▶ [Document extract]:
^^^^^^^^

The vectors $u_i$ and $x_i$ are the velocity and position, $\rho$ is the density, and $s_{ij}$ is the strain-rate tensor, which is expressed as follows:

$$s_{ij}=\frac{1}{2}\left(\frac{\partial u_i}{\partial x_j}+\frac{\partial u_j}{\partial x_i}\right)$$

(10)

Note that $s_{ji}=s_{ij}$.

Equation (9) is referred to as the RANS equation [35]. The quantity $-\rho \overline{u_i^{\prime }{u}_j^{\prime }}$ is known as the Reynolds stress tensor, and we denote it by $\rho {\tau }_{ij}$, where ${\tau }_{ij}$ is the specific Reynolds stress tensor given by:

$${\tau }_{ij}=-\overline{u_i^{\prime }{u}_j^{\prime }}$$

(11)

In this study, we assumed that we could simulate the flow of liquid water droplets and the gas phase (primarily air) in a transparent square tube using the Eulerian–Lagrangian (E-L) framework. This framework involved solving the continuity and Navier–Stokes equations (Equations (8) and (9)) for the continuous gas phase and Newton’s second law of motion for the individual liquid droplets. The advantages of this approach compared to Eulerian–Eulerian modeling techniques are substantial, as it provides a more detailed understanding of the behavior of discrete particles rather than focusing solely on continuous dynamics. Lagrangian tracking simplifies and reduces the cost of modeling a distribution of particle sizes or other properties of the dispersed phase, which would require separate treatment in the Eulerian technique. Despite its advantages, Eulerian–Lagrangian modeling has limitations. It can be computationally expensive because of the necessity to track a large number of individual particles or parcels, and its computational demands increase with the number of particles being tracked.

^^^^^^^^

▶ [Record excerpts]:
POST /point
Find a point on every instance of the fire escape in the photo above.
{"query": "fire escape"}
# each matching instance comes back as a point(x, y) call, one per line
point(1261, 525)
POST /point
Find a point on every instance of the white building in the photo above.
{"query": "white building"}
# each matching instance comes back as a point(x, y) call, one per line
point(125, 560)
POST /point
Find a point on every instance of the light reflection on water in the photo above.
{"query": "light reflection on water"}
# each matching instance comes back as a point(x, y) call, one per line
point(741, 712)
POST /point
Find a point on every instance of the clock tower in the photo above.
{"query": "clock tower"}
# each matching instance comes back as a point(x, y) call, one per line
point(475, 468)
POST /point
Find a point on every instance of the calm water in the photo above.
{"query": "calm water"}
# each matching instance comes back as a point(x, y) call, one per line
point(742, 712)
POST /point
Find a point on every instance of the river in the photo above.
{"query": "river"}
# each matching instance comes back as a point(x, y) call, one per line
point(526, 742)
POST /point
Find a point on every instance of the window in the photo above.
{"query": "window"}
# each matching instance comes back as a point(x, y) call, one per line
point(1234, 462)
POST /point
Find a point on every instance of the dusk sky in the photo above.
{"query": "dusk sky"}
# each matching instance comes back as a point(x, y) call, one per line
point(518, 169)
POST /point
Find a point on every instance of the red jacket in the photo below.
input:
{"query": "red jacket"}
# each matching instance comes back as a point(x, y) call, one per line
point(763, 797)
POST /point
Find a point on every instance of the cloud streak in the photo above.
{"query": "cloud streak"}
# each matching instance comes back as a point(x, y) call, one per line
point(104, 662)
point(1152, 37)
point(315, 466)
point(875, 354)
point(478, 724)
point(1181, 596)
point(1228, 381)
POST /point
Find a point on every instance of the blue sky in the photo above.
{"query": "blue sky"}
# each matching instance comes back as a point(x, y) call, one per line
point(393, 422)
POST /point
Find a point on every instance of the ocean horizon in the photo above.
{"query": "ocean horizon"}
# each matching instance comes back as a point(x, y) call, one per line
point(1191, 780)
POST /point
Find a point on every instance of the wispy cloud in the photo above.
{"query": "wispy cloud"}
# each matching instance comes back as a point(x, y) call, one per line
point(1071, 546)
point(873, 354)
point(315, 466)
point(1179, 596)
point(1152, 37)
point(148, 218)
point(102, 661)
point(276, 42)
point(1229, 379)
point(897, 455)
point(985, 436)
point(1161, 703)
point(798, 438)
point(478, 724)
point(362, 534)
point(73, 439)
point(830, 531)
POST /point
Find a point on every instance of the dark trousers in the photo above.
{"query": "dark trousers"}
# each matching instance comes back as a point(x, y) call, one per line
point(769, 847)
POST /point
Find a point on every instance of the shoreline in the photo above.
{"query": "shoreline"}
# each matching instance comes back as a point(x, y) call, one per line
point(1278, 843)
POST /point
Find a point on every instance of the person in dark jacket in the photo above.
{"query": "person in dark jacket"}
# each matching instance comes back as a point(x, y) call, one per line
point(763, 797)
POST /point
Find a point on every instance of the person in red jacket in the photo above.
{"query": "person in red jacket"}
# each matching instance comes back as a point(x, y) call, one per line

^^^^^^^^

▶ [What you should do]: Please answer from the excerpt on flow modeling: why can Eulerian–Lagrangian modeling be computationally expensive?

▶ [Output below]: It must track a large number of individual particles or parcels, and its computational demands grow with the number of particles tracked.